LISTING:
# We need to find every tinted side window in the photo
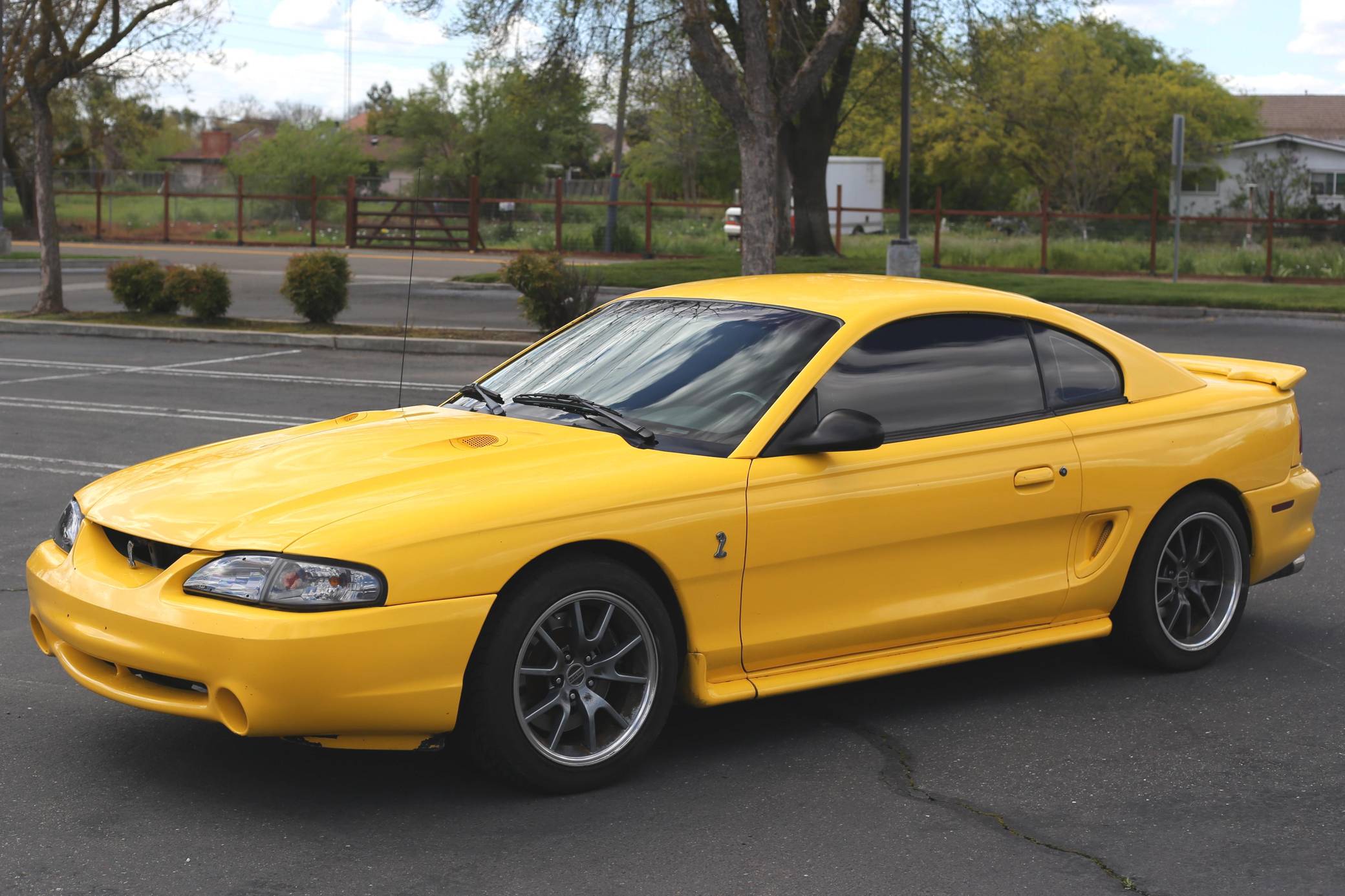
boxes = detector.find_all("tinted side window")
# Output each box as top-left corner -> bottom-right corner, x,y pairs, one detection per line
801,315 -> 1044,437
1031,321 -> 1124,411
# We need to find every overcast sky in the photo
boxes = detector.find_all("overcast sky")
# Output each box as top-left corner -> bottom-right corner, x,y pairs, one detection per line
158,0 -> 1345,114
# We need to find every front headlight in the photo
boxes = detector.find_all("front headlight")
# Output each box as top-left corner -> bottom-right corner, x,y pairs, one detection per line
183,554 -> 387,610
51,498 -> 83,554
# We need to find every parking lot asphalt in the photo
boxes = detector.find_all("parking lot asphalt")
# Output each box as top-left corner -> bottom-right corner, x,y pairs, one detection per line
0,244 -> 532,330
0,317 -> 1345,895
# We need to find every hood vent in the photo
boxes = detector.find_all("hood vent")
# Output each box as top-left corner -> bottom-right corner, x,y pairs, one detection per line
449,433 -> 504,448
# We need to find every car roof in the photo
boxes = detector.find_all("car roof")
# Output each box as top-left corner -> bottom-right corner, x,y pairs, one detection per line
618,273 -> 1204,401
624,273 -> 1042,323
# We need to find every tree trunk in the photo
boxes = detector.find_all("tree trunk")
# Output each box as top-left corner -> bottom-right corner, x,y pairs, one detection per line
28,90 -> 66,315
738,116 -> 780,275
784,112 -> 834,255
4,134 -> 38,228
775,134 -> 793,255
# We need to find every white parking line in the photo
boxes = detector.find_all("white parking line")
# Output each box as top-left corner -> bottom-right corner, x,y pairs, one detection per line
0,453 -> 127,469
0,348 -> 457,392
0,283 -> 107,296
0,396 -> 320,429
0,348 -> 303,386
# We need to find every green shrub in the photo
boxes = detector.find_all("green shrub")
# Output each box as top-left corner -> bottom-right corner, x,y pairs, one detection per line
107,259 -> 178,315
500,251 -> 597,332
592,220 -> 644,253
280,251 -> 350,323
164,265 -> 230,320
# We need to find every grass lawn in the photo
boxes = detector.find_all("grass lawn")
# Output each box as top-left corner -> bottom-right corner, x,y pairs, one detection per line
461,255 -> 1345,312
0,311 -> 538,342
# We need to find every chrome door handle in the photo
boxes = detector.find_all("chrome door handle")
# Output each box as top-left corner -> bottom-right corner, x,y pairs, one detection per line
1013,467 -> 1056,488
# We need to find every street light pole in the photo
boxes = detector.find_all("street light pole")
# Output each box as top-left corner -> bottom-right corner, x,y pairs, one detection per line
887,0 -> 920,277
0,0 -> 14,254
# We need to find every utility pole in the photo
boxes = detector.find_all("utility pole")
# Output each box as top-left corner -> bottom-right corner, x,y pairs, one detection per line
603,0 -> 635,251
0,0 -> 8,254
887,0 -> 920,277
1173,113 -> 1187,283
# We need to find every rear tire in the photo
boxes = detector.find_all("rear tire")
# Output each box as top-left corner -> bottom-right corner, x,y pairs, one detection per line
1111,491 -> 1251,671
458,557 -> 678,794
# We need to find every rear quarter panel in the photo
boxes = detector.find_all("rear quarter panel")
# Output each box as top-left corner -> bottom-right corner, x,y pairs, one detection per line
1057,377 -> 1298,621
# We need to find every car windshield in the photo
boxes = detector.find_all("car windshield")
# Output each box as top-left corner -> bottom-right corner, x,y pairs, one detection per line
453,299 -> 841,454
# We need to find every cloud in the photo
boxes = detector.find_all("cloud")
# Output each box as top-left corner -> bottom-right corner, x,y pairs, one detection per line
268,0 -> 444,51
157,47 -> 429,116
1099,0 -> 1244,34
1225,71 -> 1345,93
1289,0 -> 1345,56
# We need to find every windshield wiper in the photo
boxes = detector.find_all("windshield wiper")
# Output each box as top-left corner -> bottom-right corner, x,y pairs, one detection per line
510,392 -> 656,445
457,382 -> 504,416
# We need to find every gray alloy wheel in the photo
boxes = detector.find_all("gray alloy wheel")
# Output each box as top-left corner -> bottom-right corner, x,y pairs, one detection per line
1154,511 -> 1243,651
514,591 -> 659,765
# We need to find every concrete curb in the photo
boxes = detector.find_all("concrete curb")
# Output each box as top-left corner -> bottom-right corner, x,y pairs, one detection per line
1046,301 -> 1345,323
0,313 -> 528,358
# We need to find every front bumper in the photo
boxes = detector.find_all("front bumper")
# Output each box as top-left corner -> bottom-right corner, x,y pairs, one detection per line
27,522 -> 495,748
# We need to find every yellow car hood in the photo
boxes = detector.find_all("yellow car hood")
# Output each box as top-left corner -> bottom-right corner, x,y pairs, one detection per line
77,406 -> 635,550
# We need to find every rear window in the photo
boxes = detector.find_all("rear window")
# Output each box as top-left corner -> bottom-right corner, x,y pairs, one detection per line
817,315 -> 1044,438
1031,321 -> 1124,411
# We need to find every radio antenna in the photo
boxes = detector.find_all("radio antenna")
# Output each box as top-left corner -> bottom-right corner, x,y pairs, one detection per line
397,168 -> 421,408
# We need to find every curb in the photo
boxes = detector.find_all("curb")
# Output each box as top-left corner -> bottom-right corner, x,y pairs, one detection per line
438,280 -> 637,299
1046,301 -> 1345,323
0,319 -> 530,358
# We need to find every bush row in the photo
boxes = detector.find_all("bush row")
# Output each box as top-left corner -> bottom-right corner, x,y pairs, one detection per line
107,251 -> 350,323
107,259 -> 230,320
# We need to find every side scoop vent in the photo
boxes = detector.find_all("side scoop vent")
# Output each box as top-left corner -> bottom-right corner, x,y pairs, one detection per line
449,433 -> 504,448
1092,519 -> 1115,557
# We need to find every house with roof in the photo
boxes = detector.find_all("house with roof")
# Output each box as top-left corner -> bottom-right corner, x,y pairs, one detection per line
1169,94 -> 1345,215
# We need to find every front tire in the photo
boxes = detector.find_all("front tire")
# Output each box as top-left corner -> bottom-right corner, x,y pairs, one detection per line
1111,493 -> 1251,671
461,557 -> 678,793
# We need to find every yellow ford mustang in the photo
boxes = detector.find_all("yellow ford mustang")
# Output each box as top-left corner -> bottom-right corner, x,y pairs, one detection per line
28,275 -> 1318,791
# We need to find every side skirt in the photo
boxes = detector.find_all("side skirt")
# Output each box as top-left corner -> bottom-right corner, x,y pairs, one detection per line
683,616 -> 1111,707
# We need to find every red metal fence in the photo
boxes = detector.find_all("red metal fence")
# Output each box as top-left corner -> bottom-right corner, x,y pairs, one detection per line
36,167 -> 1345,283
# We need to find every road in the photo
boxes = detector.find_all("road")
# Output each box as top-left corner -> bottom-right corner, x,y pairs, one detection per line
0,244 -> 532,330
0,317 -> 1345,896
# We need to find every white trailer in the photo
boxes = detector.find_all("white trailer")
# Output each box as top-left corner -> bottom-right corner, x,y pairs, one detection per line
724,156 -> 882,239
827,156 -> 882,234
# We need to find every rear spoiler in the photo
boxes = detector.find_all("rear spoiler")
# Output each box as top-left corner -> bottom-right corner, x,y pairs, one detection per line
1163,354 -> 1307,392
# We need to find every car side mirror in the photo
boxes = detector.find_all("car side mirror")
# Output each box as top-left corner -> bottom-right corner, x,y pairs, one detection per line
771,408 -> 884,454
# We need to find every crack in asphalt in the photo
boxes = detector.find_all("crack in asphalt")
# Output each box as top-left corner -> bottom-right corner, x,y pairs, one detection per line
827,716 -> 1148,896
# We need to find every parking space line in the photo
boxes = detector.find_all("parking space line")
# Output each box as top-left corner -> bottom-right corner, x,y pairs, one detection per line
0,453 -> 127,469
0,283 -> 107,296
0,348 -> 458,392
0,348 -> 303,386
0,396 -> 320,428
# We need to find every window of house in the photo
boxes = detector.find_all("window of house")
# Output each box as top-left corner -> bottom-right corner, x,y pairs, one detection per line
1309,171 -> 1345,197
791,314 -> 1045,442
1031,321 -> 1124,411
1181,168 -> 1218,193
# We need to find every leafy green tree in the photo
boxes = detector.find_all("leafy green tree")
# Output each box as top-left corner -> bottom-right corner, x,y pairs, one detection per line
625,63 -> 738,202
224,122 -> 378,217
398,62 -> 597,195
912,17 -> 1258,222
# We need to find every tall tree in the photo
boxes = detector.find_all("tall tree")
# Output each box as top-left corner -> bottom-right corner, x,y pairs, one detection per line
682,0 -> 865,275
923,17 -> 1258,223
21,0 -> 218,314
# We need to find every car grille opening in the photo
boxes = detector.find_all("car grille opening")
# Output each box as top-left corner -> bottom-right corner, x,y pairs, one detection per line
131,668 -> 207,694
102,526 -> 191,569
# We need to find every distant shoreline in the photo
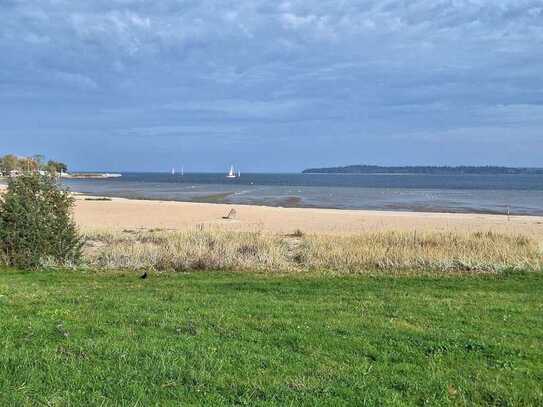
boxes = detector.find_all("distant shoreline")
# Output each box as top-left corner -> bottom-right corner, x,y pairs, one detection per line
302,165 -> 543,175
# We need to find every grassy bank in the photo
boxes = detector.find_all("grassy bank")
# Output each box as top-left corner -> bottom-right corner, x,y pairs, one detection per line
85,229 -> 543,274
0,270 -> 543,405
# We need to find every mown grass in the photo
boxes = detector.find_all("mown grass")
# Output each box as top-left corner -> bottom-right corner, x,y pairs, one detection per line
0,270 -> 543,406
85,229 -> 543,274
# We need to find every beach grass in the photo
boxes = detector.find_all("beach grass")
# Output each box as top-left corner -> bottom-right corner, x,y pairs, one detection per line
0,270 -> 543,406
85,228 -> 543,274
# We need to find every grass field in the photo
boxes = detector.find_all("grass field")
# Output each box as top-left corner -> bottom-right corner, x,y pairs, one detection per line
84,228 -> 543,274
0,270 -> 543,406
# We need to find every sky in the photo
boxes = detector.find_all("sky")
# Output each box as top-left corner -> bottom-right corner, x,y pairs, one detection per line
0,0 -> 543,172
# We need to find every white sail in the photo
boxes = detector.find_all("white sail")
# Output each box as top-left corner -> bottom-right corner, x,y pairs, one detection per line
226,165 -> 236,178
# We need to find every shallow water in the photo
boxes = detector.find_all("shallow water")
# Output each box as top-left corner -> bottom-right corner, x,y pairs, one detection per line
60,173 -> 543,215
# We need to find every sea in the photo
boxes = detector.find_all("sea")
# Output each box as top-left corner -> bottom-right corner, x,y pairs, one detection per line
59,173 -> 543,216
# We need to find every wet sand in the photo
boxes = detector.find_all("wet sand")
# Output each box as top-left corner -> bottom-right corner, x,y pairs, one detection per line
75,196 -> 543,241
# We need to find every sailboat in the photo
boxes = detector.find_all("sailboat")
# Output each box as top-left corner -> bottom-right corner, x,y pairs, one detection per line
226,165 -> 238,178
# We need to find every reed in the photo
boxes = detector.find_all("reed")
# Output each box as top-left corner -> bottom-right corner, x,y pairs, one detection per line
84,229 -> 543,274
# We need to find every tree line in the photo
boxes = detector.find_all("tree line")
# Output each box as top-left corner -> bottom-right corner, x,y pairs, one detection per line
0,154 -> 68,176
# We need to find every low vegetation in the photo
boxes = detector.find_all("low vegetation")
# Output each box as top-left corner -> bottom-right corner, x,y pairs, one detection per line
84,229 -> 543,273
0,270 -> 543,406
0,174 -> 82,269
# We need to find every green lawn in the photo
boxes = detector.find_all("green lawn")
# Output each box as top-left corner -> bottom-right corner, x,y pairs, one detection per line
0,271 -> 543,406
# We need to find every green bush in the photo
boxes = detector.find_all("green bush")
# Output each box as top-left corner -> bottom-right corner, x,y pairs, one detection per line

EXERCISE REQUIREMENTS: Update the listing, starting with its first line and going on through the line with "0,317 -> 1345,895", by putting "headlamp" wherever "headlight" appears and leaving everything else as it is. Leave the pictures out of your answer.

RESULT BELOW:
# We need to find every tinted side window in the photo
boxes = detector.find_all("tinted side window")
# Output each box as top-left corner -> bottom-right corner, x,y pairs, one detection per line
801,315 -> 1044,437
1031,321 -> 1124,411
# We need to find every overcast sky in the photo
boxes = detector.find_all("overcast sky")
# Output each box as top-left corner -> bottom-right corner, x,y pairs, one detection per line
158,0 -> 1345,114
# We need to find every front headlamp in the photo
boxes = detector.find_all("front headlamp")
# Output each box as top-left corner -> bottom-right corner, x,y pairs, one detection per line
183,554 -> 387,610
51,498 -> 83,554
# We need to find every parking lot asphalt in the photo
boxes = detector.find_all("parking lot asphalt")
# Output each box as top-left corner -> bottom-right corner, x,y pairs, one detection per line
0,244 -> 532,330
0,317 -> 1345,895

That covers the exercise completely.